• **TEXTAUSZUG**:
Kurt Bodewig Bundesminister a.D.

Rede zur EU-Ostsee-Strategie

11.09.2009

Ich freue mich, dass ich hier und heute zu Ihnen zum Thema Ostseestrategie sprechen kann. Fünf Jahre nach der EU-Erweiterung ist die Ostsee zu einem europäischen Gewässer geworden. Neun Länder grenzen an die Ostsee: acht EU-Staaten und Russland. Mehr als 100 Mio. Menschen leben in der Nähe der Ostsee. Die Ostsee ist das einzige europäische Binnenmeer!

Aber dieser Raum steht vor enormen Herausforderungen: der Ostseeraum ist geprägt durch seine geographische Ausdehnung, die geringe Bevölkerungsdichte und die unterschiedliche Entwicklung der Anrainerstaaten. Und die Qualität der Ostsee verschlechtert sich. Zudem herrschen bedingt mäßige Verkehrsverbindungen, Handelshemmnisse und Probleme bei der Energieversorgung. Diese Probleme können nur gemeinsam und im Rahmen der EU bewältigt werden!

Die Ostsee-Kooperation der letzten Jahre hat dazu beigetragen, die Zusammenarbeit von EU-Mitgliedstaaten im Ostseeraum, den Beitritt von Ostseeanrainerstaaten in die EU und die Entwicklung der Partnerschaft mit Russland positiv zu gestalten. Aber das reicht nicht aus: die Kooperation zwischen den Partnern fehlt!

Eine gut dreijährige Diskussion, an der ich mich als Stellv. EU-Ausschussvorsitzender mehrmals auf verschiedenen Ebenen beteiligt habe, hat nun einen respektablen Abschluss gefunden. Im Juni hat die Europäische Kommission die Ostseestrategie vorgestellt. Mit der Strategie strebt die EU für den Ostseeraum erstmals in ihrer Geschichte eine Strategie auf „makroregionaler“ Ebene an. Und ich bin optimistisch, dass sie im Oktober vom Europäischen Rat verabschiedet wird. Sicherlich wird es an manchen Stellen noch Änderungen, Ergänzungen und Aktualisierungen geben!

Die Ostseestrategie ist einzigartig, innovativ und integrativ.

Sie ist einzigartig in der EU, weil sie erstmals in ihrer Geschichte unterschiedliche Ebenen miteinander zu einer langfristigen Strategie vereint: die europäische, die nationale und die regionale Ebene.

Sie ist innovativ in der EU, weil sie weit über die klassische Regionalpolitik hinausgeht und gleichzeitig Russland einbezieht.

• **DATENÜBERSICHT**:
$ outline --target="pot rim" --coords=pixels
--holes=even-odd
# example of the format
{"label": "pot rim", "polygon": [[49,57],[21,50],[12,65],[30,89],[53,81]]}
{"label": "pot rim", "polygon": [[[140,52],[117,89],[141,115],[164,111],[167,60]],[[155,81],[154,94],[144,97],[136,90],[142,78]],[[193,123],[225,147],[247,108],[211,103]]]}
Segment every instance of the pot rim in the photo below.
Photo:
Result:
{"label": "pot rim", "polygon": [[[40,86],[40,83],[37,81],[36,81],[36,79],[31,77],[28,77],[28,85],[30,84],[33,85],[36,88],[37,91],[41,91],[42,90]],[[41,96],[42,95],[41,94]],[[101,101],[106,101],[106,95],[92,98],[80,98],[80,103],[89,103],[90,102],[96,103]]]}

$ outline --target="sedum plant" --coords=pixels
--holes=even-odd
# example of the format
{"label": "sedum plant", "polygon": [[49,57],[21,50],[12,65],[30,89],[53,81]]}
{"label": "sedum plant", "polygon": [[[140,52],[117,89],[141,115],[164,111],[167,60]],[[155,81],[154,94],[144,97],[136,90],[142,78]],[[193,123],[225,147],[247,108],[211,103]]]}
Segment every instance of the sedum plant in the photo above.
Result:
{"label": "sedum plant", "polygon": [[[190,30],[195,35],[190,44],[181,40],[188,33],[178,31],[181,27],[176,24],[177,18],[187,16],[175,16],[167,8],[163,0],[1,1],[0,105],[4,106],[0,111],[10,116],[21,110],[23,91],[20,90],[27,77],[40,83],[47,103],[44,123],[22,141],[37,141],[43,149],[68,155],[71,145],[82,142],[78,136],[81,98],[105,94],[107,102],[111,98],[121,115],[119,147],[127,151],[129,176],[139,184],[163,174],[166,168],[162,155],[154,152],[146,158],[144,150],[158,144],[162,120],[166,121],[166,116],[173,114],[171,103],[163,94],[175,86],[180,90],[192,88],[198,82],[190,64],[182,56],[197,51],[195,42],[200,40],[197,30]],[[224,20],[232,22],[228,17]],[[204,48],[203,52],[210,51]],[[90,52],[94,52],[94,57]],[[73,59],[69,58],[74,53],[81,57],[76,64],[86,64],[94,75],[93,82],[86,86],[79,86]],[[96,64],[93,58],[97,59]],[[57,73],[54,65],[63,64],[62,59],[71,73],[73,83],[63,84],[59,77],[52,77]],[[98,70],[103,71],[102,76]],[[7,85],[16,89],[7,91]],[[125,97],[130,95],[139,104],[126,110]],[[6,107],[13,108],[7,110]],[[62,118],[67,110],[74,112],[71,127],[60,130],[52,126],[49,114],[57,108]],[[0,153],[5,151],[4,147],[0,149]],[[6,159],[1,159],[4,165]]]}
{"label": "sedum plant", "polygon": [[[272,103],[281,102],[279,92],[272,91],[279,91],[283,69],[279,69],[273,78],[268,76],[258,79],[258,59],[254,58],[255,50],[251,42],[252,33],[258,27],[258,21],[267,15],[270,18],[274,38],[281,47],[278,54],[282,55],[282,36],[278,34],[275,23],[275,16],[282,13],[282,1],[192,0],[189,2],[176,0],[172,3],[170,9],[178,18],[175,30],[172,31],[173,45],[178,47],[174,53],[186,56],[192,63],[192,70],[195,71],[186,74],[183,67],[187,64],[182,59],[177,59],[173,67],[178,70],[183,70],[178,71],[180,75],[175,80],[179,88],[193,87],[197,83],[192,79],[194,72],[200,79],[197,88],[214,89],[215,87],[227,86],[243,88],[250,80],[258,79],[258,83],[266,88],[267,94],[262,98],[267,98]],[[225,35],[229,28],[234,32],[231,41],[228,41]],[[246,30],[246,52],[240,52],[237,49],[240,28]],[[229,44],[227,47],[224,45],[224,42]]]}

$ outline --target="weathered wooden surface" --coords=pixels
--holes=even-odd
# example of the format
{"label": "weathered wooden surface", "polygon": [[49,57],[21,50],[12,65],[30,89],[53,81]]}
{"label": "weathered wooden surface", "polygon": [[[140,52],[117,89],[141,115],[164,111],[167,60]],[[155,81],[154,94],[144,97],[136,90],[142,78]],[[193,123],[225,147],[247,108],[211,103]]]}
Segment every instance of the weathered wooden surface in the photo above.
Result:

• **ZU ERLEDIGENDE AUFGABEN**:
a: Gib aus der Rede zur Ostseestrategie alles von „Sie ist einzigartig“ bis hinunter zu „gleichzeitig Russland einbezieht.“ wortgetreu wieder.
b: Beantworte anhand der Rede zur Ostseestrategie folgende Fragen:
(i) Wie viele Länder grenzen an die Ostsee?
(ii) In welchem Monat hat die Europäische Kommission die Ostseestrategie vorgestellt?
(iii) Welche drei Ebenen vereint die Strategie zu einer langfristigen Strategie?
c: Nimm die Rede zur Ostseestrategie nach ihrem letzten Satz auf und führe sie weiter.

• **LÖSUNGEN**:
a:
Sie ist einzigartig in der EU, weil sie erstmals in ihrer Geschichte unterschiedliche Ebenen miteinander zu einer langfristigen Strategie vereint: die europäische, die nationale und die regionale Ebene.

Sie ist innovativ in der EU, weil sie weit über die klassische Regionalpolitik hinausgeht und gleichzeitig Russland einbezieht.

b:
(i) Neun Länder, nämlich acht EU-Staaten und Russland.
(ii) Im Juni.
(iii) Die europäische, die nationale und die regionale Ebene.

c:
Sie ist integrativ, da sie klare Ziele in den Bereichen Wirtschaft, Umwelt, Infrastruktur und Sicherheit für den Ostseeraum formuliert hat.

Die EU-Ostseestrategie steht für eine neue und innovative Sichtweise der Integration! Dieses Vorhaben könnte zum Vorbild für andere Regionen innerhalb der EU werden! Damit ist die Messlatte hoch gesteckt!

Welche konkreten Schwerpunkte verfolgt die EU-Ostseestrategie? Mit welchen Problemen muss sie rechnen? Und vor allem: Welche Rolle nimmt die Energiepolitik ein? Energiepolitik spielt in der EU – und vor allem im Ostseeraum - eine immer wichtigere Rolle: Versorgungssicherheit, Nachhaltigkeit und Wettbewerbsfähigkeit sind Kernziele der Europäischen Energiepolitik. Gerade in der Wirtschaftskrise ist eine sichere, effiziente und nachhaltige Energieversorgung notwendig!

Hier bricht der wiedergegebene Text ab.